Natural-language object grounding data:
┌──
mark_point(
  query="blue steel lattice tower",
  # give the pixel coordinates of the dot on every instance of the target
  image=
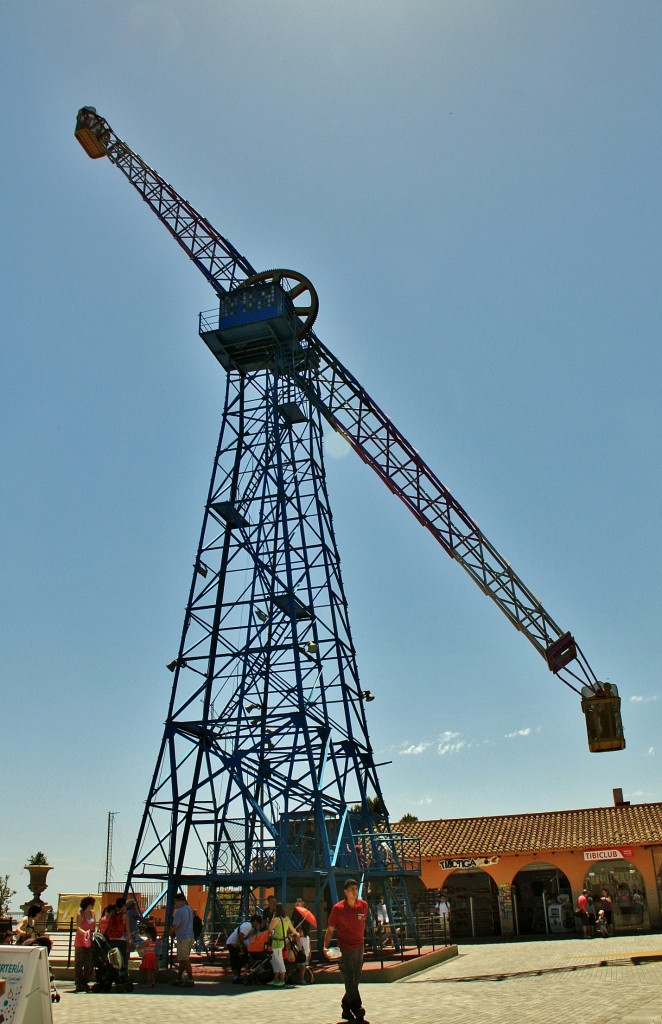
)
(265, 744)
(266, 741)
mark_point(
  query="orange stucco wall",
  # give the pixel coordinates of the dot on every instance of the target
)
(572, 863)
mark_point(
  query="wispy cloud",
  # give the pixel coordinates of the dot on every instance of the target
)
(450, 742)
(416, 748)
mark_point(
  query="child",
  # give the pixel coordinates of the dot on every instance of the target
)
(150, 964)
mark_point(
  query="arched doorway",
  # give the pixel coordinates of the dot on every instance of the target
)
(625, 887)
(542, 901)
(472, 896)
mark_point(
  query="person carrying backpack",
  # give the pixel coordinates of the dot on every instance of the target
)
(117, 930)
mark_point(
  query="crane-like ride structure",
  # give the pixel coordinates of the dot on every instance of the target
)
(265, 775)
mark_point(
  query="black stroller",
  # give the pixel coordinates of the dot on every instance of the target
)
(110, 968)
(259, 971)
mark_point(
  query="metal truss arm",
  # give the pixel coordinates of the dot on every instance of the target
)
(223, 267)
(350, 411)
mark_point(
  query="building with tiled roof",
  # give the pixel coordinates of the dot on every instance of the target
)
(522, 873)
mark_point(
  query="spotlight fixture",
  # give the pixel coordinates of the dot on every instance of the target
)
(171, 666)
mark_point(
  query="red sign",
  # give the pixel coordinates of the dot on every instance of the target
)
(615, 853)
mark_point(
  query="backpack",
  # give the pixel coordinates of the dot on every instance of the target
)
(115, 928)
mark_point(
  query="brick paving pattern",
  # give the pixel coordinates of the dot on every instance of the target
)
(572, 981)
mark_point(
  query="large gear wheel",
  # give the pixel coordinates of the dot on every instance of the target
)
(297, 288)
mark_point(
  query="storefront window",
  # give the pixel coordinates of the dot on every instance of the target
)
(625, 887)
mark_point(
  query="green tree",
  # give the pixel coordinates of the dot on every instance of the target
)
(6, 892)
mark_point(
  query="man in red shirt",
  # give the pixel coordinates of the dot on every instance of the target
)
(582, 908)
(348, 919)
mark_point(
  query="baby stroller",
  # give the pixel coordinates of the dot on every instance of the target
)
(110, 968)
(258, 966)
(259, 971)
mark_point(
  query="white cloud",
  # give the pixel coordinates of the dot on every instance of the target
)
(450, 742)
(416, 748)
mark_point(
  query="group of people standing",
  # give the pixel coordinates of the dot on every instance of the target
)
(277, 928)
(347, 920)
(595, 914)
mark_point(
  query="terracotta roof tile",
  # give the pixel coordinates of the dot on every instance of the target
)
(636, 824)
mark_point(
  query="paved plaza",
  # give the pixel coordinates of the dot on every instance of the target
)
(595, 981)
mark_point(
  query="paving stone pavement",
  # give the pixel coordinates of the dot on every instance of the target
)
(571, 981)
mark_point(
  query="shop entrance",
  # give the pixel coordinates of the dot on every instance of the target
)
(624, 885)
(472, 896)
(542, 902)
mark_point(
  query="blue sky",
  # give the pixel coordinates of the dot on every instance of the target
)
(473, 189)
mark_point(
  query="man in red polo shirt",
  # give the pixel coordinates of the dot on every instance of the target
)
(348, 919)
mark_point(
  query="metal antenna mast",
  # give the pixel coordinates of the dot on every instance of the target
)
(108, 870)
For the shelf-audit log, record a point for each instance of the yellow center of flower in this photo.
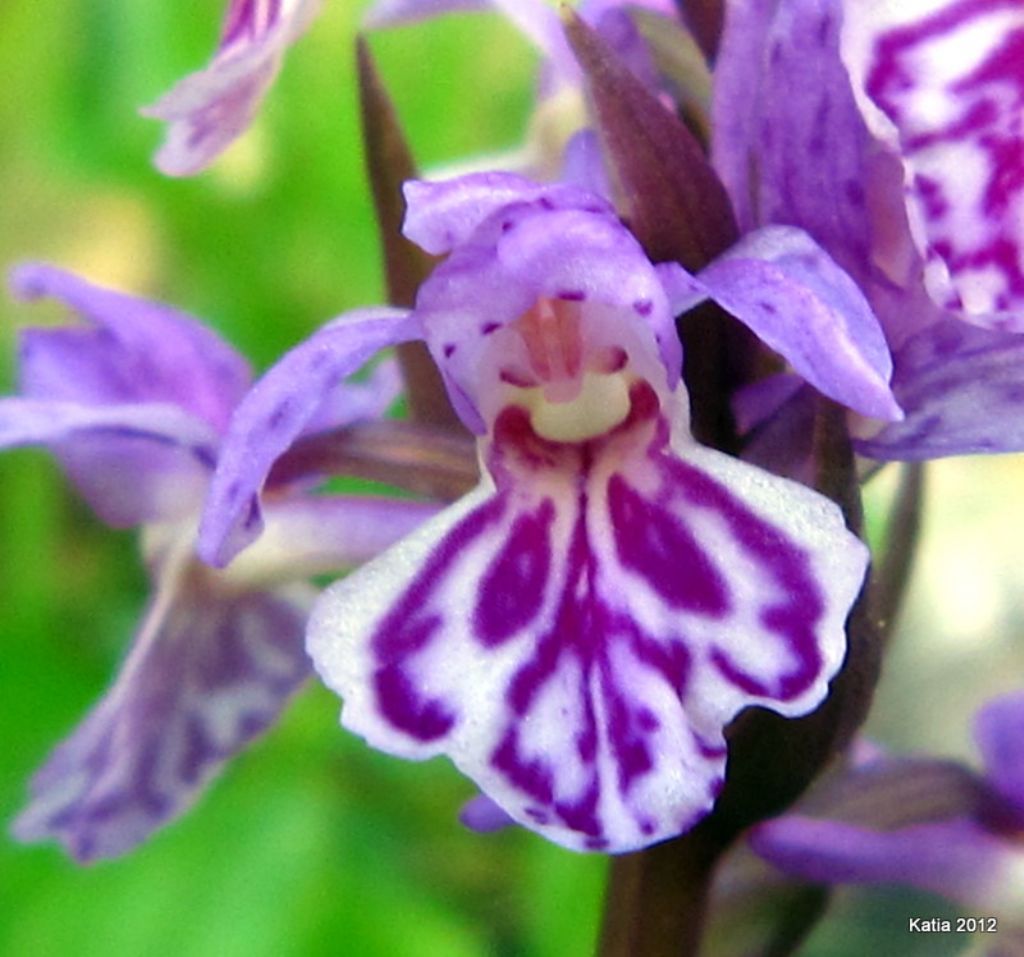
(580, 394)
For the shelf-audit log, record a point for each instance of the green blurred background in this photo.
(310, 843)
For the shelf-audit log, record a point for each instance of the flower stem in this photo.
(655, 899)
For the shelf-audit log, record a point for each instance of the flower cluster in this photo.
(593, 633)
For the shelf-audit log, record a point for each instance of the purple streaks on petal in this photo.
(513, 588)
(653, 544)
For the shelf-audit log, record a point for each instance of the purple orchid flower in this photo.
(134, 402)
(930, 824)
(852, 121)
(210, 109)
(577, 633)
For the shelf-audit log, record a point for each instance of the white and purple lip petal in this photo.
(942, 82)
(577, 635)
(208, 672)
(209, 110)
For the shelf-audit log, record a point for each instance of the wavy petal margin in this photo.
(577, 635)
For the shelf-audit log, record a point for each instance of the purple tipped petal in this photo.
(482, 815)
(578, 636)
(208, 110)
(132, 351)
(280, 407)
(963, 391)
(781, 285)
(957, 859)
(132, 463)
(999, 732)
(207, 675)
(942, 81)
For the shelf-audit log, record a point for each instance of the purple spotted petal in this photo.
(578, 636)
(208, 673)
(783, 286)
(446, 213)
(359, 401)
(963, 391)
(531, 251)
(998, 730)
(957, 859)
(942, 81)
(132, 463)
(131, 350)
(278, 410)
(788, 140)
(210, 109)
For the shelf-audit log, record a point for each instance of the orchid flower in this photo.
(855, 122)
(931, 824)
(577, 633)
(134, 402)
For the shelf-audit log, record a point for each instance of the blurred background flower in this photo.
(311, 843)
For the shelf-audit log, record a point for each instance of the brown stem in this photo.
(389, 164)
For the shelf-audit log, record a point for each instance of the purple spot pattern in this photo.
(607, 612)
(966, 160)
(206, 676)
(963, 387)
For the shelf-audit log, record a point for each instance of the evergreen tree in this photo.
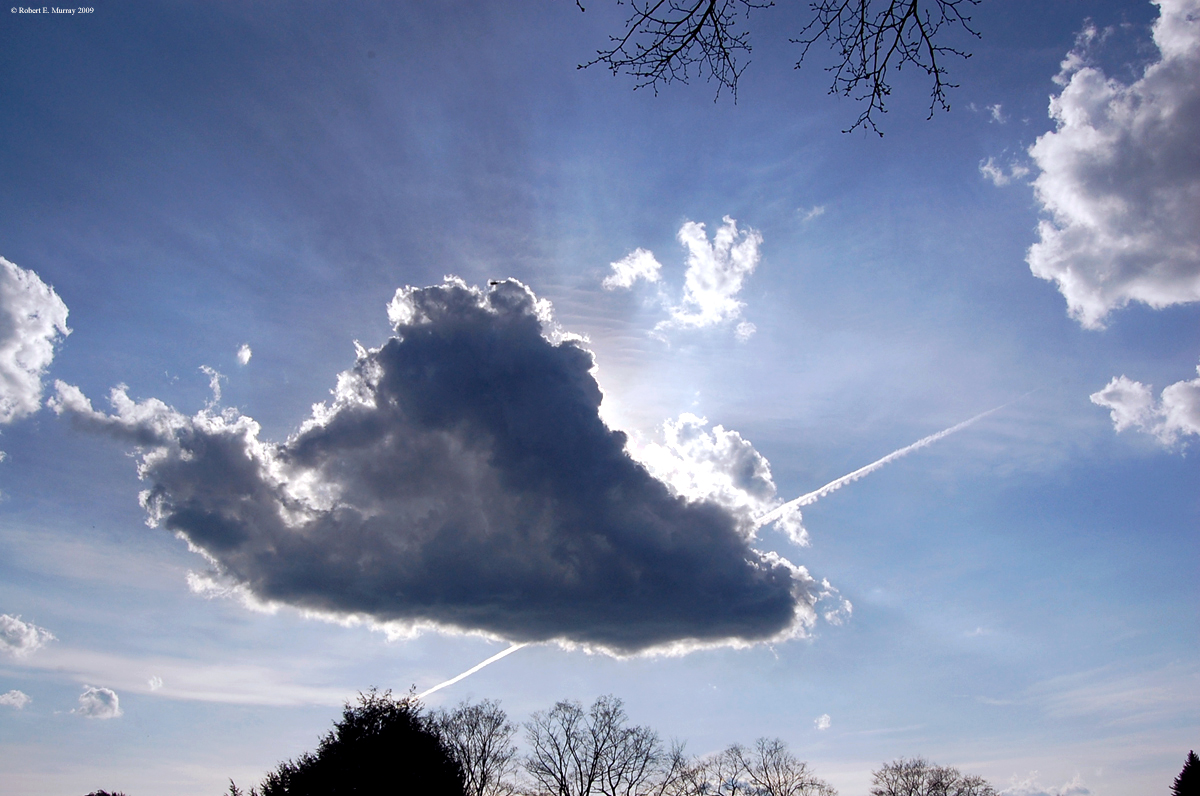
└──
▶ _Assignment_:
The word "paving" may appear in several lines of the data; count those lines and give only the number.

▶ _Result_:
2